## The request
Arrange the rows below as a numbered list, skipping blank lines and leaving the pictures out of your answer.

## Data for processing

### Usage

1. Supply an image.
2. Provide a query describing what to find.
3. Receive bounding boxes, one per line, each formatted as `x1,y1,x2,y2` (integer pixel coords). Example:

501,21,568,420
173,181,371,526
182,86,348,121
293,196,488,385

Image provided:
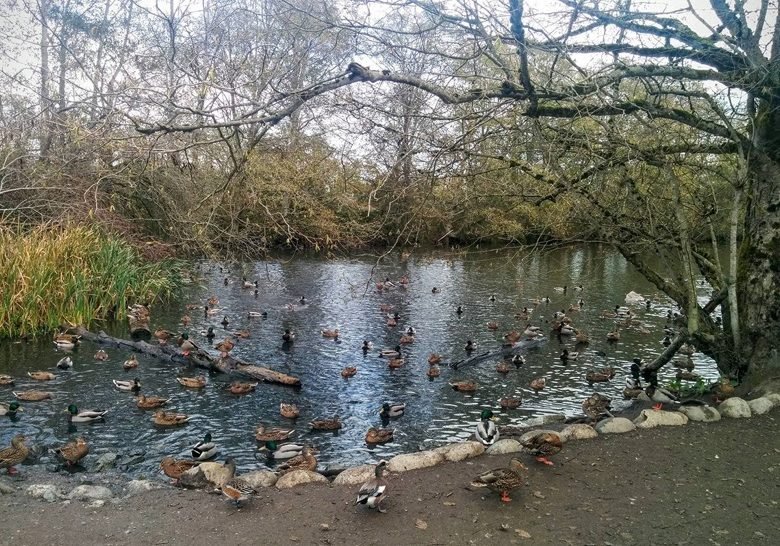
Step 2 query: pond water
0,246,718,476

## Written reply
1. ### Usage
2. 1. Supply an image.
3. 2. Provide a query describing what to find.
4. 3. Receive bounding boxes, one per line, each formatted as `x1,y1,x2,y2` (integer pixel coords). Example:
5. 501,21,568,420
6. 173,181,371,526
7. 182,86,348,121
8. 293,196,488,385
9. Image provided:
10. Step 2 query: pond water
11. 0,246,718,476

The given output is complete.